▶ _Verilen Metin_
29 Ağustos 2009 Cumartesi

HARFLERDEN SÖZLERE, SÖZLERDEN İFADEYE GİDİŞ: ANLATMAK

Konuşuruz.

Anlatmak için.

Anlamak için.

Yani anlaşmak için.

Sözlerle.

Ya da gözlerle, dudak bükmeyle, burun kıvırmayla.

Bazen omuz silkerek, bazen başımızı sallayarak, kimileyin el pençe divan

durarak. Kimileyin kaş çatarak ya da sadece gülerek.

Susarak da konuşuruz hatta hiç kılımız kıpırdamadan da.

Biz de yazarak konuşuyoruz.

Usayken, tanık olduğu olağanüstü doğa olayını öyle anlatmış ki ben de görmek istedim hatta görür gibi oldum. Resimlere bakarak daha da perçinleşti tasavvur etmem iki ebemkuşaklı göğü.

Bursa’da hiç görmediğim bir anı izledim bir gün batımında.

Oturduğumuz yerden güneşin denizde batmasını izlemek, oradaki akşamların en keyifli anlarıdır.

Mavi deniz matlaşır, solar, grileşir, güneş yumurta sarısını andırarak usul usul denizin içine kayar, yavaşça kaybolur.

Ortalığı alın her rengine, kızılın koyusuna nar çiçeği açtırarak boyar, turuncunun en hası orada ufuk çizgisini keskin bir hatla belirler.

Solgun ve yorgun denizin üstünde olanca dinamikliği, hareketliliği, kamaştırıcılığı ve arsızlığın en güzeliyle denizin mavisini göğün mavisinden ayırır batmış güneşin renkli saçakları..

Böyle bir manzarayı yine ilk kez izlermişçesine izlediğim akşam, başımı biraz yana çevirince batan güneşin ardından tam hilal halinde yeni çıkmış ayı gördüm.

Çok zarif ve naif bir çizimmişçesine sanki bir pencereye asılmış camdan bir süs gibi alçak tepelerin hemen üzerinde gözüküyordu.

Günbatımı çoskusunu yaşayan ufka, ay, gecenin ilk habercisi olarak yerleşirken daha yukarılara çıkmasını bekledim.

Bir veri kaynağından alınan kayıtlar
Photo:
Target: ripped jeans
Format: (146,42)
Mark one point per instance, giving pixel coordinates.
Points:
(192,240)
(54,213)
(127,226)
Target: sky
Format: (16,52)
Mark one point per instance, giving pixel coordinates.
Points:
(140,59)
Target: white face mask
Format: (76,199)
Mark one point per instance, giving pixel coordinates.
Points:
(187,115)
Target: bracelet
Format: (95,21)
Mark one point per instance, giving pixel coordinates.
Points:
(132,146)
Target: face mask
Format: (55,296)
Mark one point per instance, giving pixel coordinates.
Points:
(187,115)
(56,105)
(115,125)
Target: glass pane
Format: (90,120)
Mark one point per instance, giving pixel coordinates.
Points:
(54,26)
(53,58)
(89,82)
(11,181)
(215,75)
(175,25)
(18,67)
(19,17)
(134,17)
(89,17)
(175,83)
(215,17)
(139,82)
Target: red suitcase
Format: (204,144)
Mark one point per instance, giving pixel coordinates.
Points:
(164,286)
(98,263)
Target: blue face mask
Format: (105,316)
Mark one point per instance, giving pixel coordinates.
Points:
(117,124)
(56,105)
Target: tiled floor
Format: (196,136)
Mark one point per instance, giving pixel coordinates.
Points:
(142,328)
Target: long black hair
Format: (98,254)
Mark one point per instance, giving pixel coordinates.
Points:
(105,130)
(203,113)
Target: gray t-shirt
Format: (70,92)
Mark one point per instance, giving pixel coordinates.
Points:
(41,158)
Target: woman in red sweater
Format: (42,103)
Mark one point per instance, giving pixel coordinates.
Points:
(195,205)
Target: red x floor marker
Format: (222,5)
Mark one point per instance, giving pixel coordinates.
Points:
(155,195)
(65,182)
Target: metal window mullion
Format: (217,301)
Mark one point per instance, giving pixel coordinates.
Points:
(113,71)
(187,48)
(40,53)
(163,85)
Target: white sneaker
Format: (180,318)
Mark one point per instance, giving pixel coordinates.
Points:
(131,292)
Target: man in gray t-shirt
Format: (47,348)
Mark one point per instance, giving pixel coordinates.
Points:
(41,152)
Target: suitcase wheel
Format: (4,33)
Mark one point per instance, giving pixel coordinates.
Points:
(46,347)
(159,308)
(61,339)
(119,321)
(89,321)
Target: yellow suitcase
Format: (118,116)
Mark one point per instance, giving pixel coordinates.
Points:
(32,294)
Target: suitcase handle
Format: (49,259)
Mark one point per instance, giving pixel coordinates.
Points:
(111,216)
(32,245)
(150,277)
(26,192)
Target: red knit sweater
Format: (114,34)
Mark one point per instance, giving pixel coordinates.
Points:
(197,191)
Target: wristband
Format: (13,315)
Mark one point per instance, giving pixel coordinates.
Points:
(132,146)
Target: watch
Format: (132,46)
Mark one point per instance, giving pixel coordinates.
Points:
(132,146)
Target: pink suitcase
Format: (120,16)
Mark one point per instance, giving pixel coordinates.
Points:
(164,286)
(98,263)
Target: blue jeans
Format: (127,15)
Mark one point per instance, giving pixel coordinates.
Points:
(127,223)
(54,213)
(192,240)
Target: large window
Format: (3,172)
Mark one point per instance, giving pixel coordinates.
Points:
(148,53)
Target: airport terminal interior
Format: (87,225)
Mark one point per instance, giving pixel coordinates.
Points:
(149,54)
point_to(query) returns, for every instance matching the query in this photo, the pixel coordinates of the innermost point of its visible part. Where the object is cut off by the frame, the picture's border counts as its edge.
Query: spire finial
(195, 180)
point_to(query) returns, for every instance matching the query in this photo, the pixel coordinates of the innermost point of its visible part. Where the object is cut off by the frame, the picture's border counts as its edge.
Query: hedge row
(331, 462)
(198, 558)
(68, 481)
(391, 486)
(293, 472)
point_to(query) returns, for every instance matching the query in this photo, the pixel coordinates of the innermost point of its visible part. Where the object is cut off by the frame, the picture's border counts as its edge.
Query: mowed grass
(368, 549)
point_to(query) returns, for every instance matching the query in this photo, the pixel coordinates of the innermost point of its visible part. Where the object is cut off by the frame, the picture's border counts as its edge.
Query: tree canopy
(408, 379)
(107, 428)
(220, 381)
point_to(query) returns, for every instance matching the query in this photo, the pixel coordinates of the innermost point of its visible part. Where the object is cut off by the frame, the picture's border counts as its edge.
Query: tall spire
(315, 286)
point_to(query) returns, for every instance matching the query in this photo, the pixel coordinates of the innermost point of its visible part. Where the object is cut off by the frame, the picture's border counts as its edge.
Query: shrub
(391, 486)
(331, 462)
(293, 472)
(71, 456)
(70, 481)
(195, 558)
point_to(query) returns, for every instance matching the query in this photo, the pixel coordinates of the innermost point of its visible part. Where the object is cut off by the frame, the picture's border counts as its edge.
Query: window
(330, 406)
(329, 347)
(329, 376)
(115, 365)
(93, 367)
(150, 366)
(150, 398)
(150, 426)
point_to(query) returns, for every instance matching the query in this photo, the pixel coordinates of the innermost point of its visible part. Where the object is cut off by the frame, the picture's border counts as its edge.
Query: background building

▶ _Yapılacak Görevler_
A. Anlatmak üzerine yazılmış metne göre şu ifadelerin doğru olup olmadığını belirtin: (i) Güneşin denizde batmasını izlemek, oradaki akşamların en keyifli anlarıdır. (ii) Anlatıcı hilal halindeki ayı güneş batmadan önce gördü. (iii) Susarak da konuşulur. Her biri için evet ya da hayır deyin ve kararı belirleyen sözleri metinden aynen alıntılayın.
B. Anlatmak üzerine yazılmış metnin "Ya da gözlerle, dudak" sözleriyle başlayıp "da sadece gülerek." sözlerine kadar süren kısmını hiçbir değişiklik yapmadan yazın.

▶ _Görevlerin Cevapları_
A.
(i) Evet: "Oturduğumuz yerden güneşin denizde batmasını izlemek, oradaki akşamların en keyifli anlarıdır."
(ii) Hayır: "başımı biraz yana çevirince batan güneşin ardından tam hilal halinde yeni çıkmış ayı gördüm."
(iii) Evet: "Susarak da konuşuruz hatta hiç kılımız kıpırdamadan da."

B.
Ya da gözlerle, dudak bükmeyle, burun kıvırmayla.

Bazen omuz silkerek, bazen başımızı sallayarak, kimileyin el pençe divan

durarak. Kimileyin kaş çatarak ya da sadece gülerek.